Would you return the complete listing below word for word?

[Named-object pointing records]
* * * * *

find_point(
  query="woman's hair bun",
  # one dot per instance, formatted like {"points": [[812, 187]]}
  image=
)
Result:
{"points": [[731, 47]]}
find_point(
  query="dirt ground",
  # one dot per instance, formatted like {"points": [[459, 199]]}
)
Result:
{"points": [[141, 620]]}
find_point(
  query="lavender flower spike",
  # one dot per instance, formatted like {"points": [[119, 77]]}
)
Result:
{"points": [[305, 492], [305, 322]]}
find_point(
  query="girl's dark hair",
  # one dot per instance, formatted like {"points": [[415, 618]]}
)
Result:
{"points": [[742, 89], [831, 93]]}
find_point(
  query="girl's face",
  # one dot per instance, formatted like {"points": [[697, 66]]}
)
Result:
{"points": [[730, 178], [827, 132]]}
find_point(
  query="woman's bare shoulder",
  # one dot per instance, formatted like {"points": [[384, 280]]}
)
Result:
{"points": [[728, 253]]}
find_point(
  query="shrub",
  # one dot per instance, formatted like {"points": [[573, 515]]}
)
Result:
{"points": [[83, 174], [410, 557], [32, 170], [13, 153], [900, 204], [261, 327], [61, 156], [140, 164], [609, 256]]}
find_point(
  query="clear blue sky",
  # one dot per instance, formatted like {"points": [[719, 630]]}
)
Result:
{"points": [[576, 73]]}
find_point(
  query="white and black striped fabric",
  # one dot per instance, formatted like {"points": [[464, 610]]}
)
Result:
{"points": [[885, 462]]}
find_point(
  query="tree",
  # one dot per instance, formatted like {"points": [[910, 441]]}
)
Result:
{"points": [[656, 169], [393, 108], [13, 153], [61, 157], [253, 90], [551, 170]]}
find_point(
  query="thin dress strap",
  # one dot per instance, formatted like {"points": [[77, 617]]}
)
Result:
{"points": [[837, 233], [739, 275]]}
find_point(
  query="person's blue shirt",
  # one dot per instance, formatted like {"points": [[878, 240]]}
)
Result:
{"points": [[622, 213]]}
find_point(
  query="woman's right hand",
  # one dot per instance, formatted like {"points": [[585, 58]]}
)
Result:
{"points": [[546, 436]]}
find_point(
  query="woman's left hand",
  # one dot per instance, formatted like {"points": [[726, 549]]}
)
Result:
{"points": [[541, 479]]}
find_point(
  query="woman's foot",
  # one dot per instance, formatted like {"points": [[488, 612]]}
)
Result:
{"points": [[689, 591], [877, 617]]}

* * * * *

PROBLEM SOLUTION:
find_point(
  query="woman's hair bun",
  # one dot per instance, formatted like {"points": [[812, 187]]}
  image=
)
Result:
{"points": [[731, 47]]}
find_point(
  query="dirt ground",
  # one dot per instance, formatted like {"points": [[459, 199]]}
)
Result:
{"points": [[141, 620]]}
find_point(
  query="lavender flower spike",
  # one dot per instance, formatted like {"points": [[119, 77]]}
)
Result:
{"points": [[305, 492], [305, 322]]}
find_point(
  query="girl's dark hair",
  # one dot per instance, formatted like {"points": [[415, 618]]}
)
Result:
{"points": [[742, 89], [831, 93]]}
find_point(
  query="girl's face",
  # one dot per instance, formatted like {"points": [[697, 66]]}
)
Result:
{"points": [[730, 178], [827, 132]]}
find_point(
  query="woman's bare shoulder",
  # one dot per instance, formatted like {"points": [[384, 280]]}
)
Result:
{"points": [[728, 253]]}
find_point(
  query="shrub",
  # one dot per instance, formatted like {"points": [[573, 515]]}
)
Result:
{"points": [[83, 174], [410, 557], [32, 170], [13, 153], [900, 204], [261, 327], [61, 156], [140, 164], [609, 256]]}
find_point(
  query="clear blue sky",
  # one dot per instance, formatted like {"points": [[719, 630]]}
)
Result:
{"points": [[576, 73]]}
find_point(
  query="white and black striped fabric",
  # one dot per instance, formatted like {"points": [[464, 610]]}
)
Result:
{"points": [[885, 462]]}
find_point(
  query="tree",
  # one dot per instance, formatted like {"points": [[910, 441]]}
)
Result:
{"points": [[656, 169], [393, 108], [13, 153], [61, 157], [253, 90], [551, 170]]}
find_point(
  query="thin dress strap",
  # one dot per instance, formatted like {"points": [[77, 617]]}
)
Result:
{"points": [[837, 233], [739, 275]]}
find_point(
  query="person's blue shirt",
  # one dot per instance, formatted like {"points": [[878, 240]]}
)
Result:
{"points": [[622, 213]]}
find_point(
  query="woman's right hand",
  # one dot per instance, formatted like {"points": [[585, 58]]}
)
Result:
{"points": [[546, 436]]}
find_point(
  query="woman's left hand",
  # one dot per instance, formatted like {"points": [[726, 549]]}
)
Result:
{"points": [[541, 479]]}
find_point(
  query="woman's foot",
  # one dot per instance, formatted like {"points": [[488, 612]]}
)
Result:
{"points": [[689, 591], [877, 617]]}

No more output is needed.